[A run of records]
────────────────
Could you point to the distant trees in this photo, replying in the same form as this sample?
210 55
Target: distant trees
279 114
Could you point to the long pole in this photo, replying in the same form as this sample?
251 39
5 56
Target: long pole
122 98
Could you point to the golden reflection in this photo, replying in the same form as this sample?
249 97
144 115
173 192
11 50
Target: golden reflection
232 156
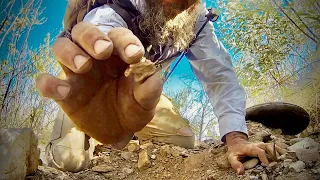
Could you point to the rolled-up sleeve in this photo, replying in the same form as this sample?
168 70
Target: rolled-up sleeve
105 18
212 65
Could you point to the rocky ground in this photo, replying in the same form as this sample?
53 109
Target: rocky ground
207 161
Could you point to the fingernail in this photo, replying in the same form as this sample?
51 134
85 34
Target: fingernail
132 50
63 91
100 46
80 60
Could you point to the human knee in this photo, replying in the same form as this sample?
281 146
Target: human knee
185 131
67 159
69 153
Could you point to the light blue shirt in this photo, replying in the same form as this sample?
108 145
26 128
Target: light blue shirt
210 62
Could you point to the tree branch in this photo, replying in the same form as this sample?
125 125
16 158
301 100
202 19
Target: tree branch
314 40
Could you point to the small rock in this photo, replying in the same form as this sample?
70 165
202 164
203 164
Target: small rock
175 153
287 162
153 156
314 171
108 175
282 145
103 168
144 162
146 145
126 155
258 167
154 150
194 161
297 166
277 131
19 153
251 163
295 140
283 157
133 147
223 162
180 149
264 176
209 172
211 177
286 170
127 170
273 165
165 151
306 150
203 145
253 178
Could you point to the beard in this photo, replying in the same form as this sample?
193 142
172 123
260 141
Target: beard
173 25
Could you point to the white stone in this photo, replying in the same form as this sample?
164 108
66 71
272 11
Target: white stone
306 150
19 153
144 162
251 163
297 166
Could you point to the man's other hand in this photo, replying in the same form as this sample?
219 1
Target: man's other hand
95 93
239 148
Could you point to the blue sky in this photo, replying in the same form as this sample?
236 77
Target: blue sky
54 12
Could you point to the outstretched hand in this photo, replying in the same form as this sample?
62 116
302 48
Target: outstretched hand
239 148
96 94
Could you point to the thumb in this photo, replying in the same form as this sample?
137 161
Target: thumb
147 94
236 164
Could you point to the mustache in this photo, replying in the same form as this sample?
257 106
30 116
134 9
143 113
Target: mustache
170 25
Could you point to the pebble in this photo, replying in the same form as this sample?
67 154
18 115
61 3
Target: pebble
102 168
126 155
146 145
264 176
154 150
153 156
297 166
127 170
133 148
144 162
287 162
295 140
251 163
314 171
175 153
286 170
254 178
283 157
273 165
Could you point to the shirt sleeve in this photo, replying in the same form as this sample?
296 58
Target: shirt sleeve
212 65
105 18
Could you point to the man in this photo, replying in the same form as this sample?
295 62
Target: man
95 93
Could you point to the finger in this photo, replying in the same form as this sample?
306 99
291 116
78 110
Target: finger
92 40
147 94
126 45
260 153
236 164
52 87
71 56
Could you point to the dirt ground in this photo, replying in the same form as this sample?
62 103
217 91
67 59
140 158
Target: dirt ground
150 160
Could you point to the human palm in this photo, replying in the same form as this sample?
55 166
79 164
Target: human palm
98 97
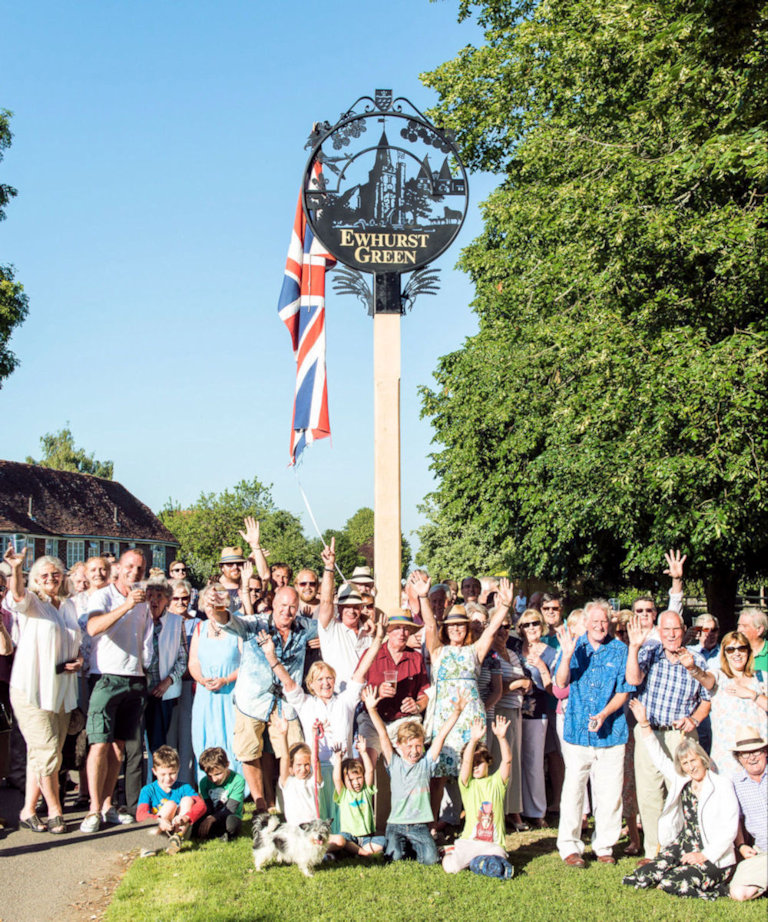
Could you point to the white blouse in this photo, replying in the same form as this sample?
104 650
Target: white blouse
47 637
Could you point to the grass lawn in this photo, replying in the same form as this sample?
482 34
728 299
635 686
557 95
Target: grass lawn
216 881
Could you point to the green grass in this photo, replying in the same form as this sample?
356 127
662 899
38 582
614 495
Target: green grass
216 881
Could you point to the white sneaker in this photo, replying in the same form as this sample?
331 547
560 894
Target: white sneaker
113 818
91 823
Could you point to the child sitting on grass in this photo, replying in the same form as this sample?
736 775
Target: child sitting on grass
410 770
299 779
482 796
173 806
353 780
223 792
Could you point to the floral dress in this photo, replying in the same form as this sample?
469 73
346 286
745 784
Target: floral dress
706 881
729 714
455 671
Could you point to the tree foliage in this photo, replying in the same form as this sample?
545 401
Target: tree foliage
613 401
60 453
13 301
216 519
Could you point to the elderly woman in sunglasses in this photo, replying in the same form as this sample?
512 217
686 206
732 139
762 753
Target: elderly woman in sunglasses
738 694
43 678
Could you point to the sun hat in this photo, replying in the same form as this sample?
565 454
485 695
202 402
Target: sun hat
348 595
401 617
748 739
231 555
362 576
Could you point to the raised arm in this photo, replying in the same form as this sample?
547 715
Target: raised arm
325 608
637 636
499 729
504 601
251 537
370 700
476 732
15 562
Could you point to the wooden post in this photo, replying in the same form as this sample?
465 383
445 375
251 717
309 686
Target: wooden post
386 450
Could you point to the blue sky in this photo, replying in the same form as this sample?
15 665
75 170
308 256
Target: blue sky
158 152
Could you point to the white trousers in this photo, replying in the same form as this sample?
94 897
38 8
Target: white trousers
607 767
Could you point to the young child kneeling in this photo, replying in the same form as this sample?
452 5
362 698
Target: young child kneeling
482 796
223 792
353 780
173 806
410 770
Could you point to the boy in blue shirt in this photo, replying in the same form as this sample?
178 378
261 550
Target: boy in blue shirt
173 806
410 770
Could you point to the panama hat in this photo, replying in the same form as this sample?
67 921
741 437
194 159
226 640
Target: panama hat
748 740
231 555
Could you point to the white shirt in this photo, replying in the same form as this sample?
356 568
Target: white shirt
341 648
127 645
47 637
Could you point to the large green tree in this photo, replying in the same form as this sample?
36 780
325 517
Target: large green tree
13 301
61 453
613 401
216 519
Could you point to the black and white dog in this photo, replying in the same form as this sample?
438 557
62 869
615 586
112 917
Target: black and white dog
275 840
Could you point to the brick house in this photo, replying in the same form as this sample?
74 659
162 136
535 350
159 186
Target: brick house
76 516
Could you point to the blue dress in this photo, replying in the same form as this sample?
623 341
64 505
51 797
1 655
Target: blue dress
213 712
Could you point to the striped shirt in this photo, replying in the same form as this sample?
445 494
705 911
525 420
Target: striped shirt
668 692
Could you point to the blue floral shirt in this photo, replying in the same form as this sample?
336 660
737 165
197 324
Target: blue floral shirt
596 676
257 690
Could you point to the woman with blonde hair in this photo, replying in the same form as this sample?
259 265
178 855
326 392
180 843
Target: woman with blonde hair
43 679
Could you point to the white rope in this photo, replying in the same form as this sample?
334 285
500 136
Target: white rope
314 520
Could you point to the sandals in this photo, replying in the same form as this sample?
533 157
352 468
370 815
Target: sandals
34 823
56 825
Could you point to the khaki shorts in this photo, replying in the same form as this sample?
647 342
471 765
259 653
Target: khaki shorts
752 872
44 733
248 735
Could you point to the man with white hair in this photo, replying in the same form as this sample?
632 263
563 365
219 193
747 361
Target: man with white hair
753 624
668 677
594 735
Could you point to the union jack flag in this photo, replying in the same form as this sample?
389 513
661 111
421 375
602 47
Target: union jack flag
302 309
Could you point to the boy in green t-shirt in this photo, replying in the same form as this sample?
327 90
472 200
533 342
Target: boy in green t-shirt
482 796
353 781
223 792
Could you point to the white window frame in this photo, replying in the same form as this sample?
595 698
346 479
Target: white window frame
158 556
75 551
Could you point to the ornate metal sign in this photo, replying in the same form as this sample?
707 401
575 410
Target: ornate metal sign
391 192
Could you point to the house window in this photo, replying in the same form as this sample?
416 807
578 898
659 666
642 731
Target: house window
75 552
158 556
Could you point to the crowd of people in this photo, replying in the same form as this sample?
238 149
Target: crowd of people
467 702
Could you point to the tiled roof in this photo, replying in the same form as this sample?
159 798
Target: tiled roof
65 503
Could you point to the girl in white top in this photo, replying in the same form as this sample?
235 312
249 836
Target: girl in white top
43 678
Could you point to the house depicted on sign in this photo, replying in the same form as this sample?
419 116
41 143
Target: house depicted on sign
76 516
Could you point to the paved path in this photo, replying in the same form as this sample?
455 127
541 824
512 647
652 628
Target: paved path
63 878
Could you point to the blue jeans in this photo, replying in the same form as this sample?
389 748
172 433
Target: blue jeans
417 835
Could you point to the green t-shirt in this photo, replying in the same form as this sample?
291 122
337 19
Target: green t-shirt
483 800
217 795
356 811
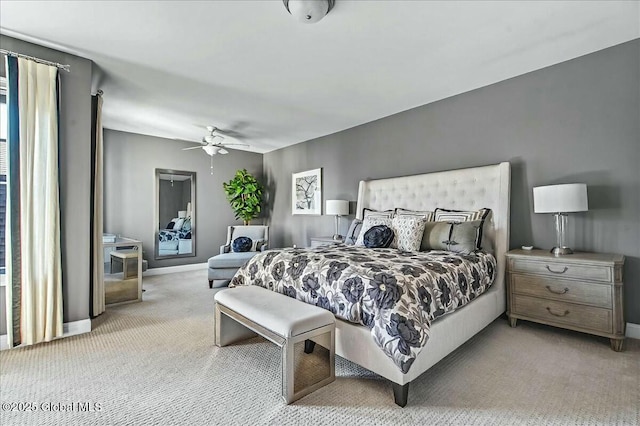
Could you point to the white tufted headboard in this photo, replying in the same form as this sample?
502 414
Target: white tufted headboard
463 189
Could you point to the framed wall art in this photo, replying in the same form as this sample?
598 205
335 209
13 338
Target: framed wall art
306 192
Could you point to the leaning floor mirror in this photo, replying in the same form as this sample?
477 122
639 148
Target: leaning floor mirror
174 224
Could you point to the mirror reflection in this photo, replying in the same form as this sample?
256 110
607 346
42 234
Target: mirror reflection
175 218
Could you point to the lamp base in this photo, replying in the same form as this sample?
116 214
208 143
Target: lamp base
560 251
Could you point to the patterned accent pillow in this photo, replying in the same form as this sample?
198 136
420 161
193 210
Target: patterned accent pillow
428 215
444 215
367 223
353 232
377 213
457 237
241 244
408 231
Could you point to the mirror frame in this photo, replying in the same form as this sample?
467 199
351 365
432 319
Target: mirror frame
156 221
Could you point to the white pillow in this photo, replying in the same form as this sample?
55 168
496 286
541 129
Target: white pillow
367 223
429 215
177 224
408 232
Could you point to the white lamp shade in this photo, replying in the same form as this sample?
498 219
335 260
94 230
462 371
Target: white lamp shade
567 198
337 207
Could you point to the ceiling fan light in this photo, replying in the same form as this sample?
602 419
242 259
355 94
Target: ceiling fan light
308 11
211 150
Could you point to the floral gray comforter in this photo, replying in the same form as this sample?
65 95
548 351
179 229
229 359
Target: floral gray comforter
395 294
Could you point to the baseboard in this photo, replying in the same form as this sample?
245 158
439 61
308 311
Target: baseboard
68 329
633 330
173 269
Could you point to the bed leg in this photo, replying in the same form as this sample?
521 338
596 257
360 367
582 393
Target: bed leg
401 393
308 346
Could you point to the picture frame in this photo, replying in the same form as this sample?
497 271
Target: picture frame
306 192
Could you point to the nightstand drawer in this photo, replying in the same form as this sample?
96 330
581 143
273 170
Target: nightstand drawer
559 269
584 317
562 290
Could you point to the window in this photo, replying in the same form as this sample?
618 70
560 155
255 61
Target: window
3 174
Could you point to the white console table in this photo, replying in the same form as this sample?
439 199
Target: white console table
125 287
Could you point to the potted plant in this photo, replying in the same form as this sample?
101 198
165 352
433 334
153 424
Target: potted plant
244 193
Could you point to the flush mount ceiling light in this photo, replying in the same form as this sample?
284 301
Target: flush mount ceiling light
308 11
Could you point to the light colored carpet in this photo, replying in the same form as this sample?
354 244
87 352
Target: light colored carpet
155 363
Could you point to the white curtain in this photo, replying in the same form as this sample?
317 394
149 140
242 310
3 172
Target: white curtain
35 273
98 220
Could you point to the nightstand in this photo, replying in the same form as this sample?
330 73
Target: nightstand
580 291
324 241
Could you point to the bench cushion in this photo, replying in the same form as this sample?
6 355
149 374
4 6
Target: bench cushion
231 260
281 314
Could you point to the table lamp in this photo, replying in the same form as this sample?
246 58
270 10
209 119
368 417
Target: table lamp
337 208
560 200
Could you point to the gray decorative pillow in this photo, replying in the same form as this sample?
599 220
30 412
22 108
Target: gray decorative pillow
367 223
353 232
457 237
257 244
408 232
241 244
379 236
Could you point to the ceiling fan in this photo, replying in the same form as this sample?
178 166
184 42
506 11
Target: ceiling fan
213 143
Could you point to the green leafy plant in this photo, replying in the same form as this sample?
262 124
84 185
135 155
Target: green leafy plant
244 193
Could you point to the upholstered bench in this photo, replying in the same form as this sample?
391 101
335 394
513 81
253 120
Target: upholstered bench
223 267
241 312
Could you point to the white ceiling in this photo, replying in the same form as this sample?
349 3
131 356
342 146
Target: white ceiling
169 68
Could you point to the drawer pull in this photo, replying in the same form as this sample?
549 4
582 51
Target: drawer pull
557 272
557 315
566 289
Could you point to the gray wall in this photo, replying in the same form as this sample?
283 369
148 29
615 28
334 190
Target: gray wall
75 175
130 161
577 121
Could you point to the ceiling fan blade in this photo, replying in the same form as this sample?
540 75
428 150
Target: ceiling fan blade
233 144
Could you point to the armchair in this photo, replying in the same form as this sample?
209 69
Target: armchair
223 266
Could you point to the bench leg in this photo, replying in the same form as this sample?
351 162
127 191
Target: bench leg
401 393
309 345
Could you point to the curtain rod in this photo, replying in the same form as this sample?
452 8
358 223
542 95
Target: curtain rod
67 67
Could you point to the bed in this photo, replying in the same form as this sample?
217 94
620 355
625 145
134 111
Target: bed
464 189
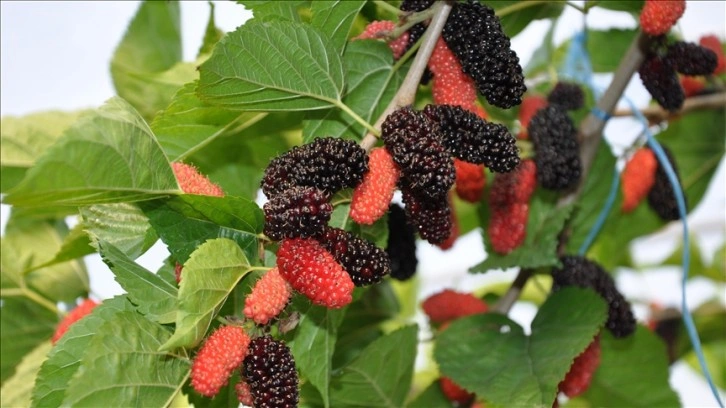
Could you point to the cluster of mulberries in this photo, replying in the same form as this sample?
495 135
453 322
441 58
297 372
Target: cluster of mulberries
557 152
581 272
474 33
401 247
659 72
270 374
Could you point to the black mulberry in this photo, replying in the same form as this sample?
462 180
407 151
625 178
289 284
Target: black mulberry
474 33
328 164
298 212
661 196
401 246
660 79
470 138
269 369
414 142
556 149
364 261
691 59
567 95
581 272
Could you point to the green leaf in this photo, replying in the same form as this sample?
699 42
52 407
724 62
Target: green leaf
515 369
380 376
212 34
308 72
16 392
30 244
188 124
514 22
633 372
65 358
146 73
317 330
184 222
122 366
76 170
372 83
123 225
540 245
154 297
23 326
335 18
209 276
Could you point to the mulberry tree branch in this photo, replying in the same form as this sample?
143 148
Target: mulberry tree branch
407 92
590 134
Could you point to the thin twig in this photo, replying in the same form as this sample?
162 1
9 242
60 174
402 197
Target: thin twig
658 114
590 134
407 92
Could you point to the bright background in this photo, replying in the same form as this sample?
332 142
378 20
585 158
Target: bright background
56 55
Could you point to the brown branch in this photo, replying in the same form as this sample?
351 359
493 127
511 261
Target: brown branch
657 114
590 134
407 92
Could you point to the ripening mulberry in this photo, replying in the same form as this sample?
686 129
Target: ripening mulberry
268 298
567 95
73 316
222 353
581 371
658 16
660 79
401 248
448 305
328 164
581 272
474 33
298 212
638 178
470 180
469 137
431 218
414 142
557 152
364 261
269 369
661 196
691 59
372 197
312 271
193 182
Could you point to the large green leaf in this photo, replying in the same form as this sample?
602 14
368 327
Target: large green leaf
490 355
380 376
146 68
317 330
23 326
633 372
334 19
123 225
208 277
65 358
29 245
123 367
540 245
16 392
184 222
154 297
307 74
108 156
372 82
188 124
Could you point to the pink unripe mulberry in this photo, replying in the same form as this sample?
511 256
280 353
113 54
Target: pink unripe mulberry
372 197
268 298
222 353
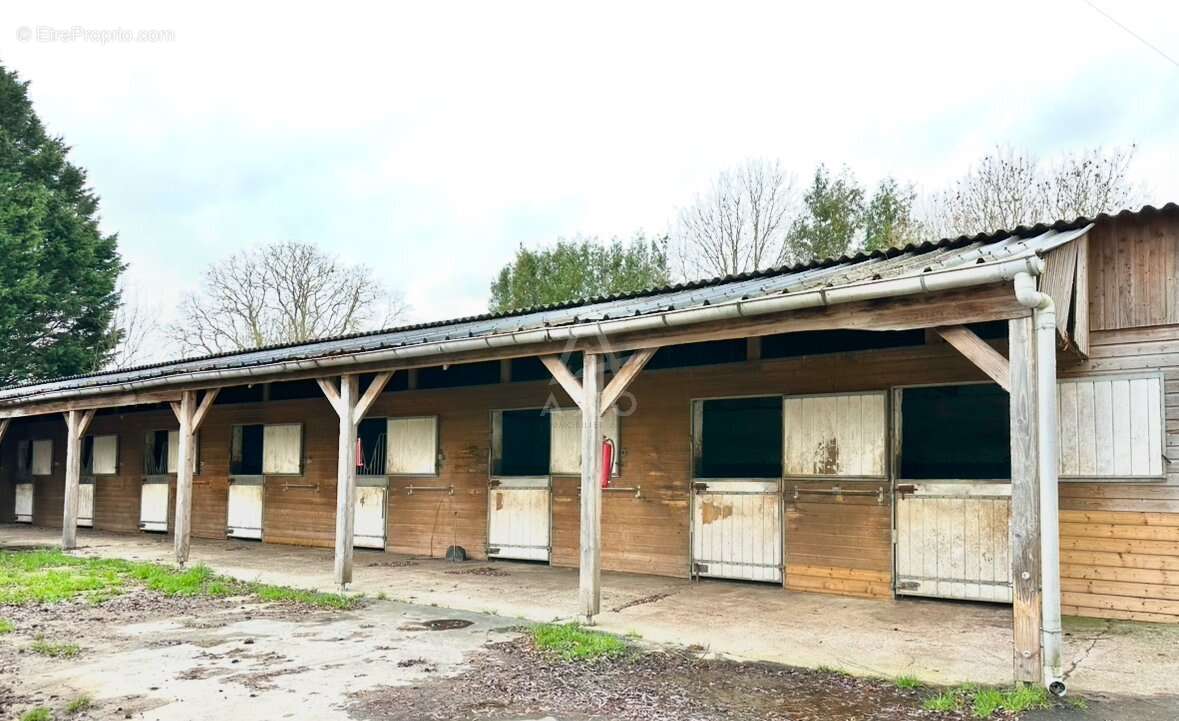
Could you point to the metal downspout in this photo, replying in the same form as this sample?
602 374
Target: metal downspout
1045 321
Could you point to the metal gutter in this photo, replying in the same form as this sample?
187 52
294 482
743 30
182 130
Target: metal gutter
980 273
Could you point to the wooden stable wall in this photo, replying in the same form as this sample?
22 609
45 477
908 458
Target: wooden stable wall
1120 541
645 535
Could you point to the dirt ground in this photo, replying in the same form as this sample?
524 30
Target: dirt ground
144 655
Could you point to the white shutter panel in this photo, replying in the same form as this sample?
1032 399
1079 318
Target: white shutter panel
565 434
413 447
282 448
105 456
834 435
43 457
1110 428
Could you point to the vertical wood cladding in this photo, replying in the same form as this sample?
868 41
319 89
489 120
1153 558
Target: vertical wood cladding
1134 273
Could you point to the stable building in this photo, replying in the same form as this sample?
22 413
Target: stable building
987 418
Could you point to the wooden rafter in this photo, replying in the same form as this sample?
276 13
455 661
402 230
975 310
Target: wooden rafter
977 351
331 392
623 378
370 395
562 376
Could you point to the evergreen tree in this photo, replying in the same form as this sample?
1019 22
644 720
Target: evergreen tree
58 272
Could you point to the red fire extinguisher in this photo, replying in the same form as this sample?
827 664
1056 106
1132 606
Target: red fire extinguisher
607 461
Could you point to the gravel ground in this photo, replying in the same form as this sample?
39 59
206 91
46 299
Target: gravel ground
512 680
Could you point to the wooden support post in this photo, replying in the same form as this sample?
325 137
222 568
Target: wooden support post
980 352
346 481
350 407
1025 501
190 415
590 593
77 422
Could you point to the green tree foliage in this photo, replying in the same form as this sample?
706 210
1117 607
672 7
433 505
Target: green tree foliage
579 269
888 217
58 271
831 217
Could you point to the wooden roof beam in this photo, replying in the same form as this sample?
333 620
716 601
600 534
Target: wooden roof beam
980 352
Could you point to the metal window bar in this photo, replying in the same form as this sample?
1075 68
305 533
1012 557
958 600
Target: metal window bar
374 462
155 462
838 493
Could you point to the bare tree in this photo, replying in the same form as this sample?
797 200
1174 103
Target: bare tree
138 329
283 292
739 224
1010 187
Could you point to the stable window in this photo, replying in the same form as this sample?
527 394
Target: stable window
566 440
245 450
1111 428
43 457
737 437
520 442
162 452
257 449
370 447
24 458
952 432
99 455
413 445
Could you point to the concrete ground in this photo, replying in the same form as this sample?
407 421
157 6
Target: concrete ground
937 641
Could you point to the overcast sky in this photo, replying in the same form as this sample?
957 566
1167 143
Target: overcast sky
432 139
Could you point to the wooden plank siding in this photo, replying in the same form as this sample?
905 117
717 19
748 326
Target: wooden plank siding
1133 266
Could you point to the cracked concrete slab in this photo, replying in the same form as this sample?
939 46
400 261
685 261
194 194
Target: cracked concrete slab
937 641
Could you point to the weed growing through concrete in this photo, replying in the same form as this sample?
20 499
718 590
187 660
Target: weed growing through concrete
305 597
54 650
571 642
986 702
50 576
79 705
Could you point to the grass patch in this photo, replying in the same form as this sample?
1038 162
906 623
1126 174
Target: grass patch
54 650
986 702
51 576
572 642
305 597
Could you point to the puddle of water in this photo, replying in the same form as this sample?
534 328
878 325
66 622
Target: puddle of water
436 624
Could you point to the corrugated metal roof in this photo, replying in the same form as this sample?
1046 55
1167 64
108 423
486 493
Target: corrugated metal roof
847 270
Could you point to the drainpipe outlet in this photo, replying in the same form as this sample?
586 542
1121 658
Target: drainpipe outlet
1045 321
────────────────
# GOAL
Rewrite the records from the line containing "Could you point to the puddle" through the end of the records, changing "puddle of water" to "pool of water" and leaving everything else the same.

# FINISHED TASK
Could you point to the pool of water in this photo, replying in the same form as this sample?
534 328
878 325
66 622
Target: pool of water
436 624
Could you point to the corrugated metal roof in this photo, replying in the same form as this sample?
1046 55
1167 64
108 423
486 493
Target: corrugated metal roof
847 270
Could you point to the drainpipe outlet in this photo, replying in the same form as this sample?
586 542
1121 658
Target: drainpipe outlet
1045 321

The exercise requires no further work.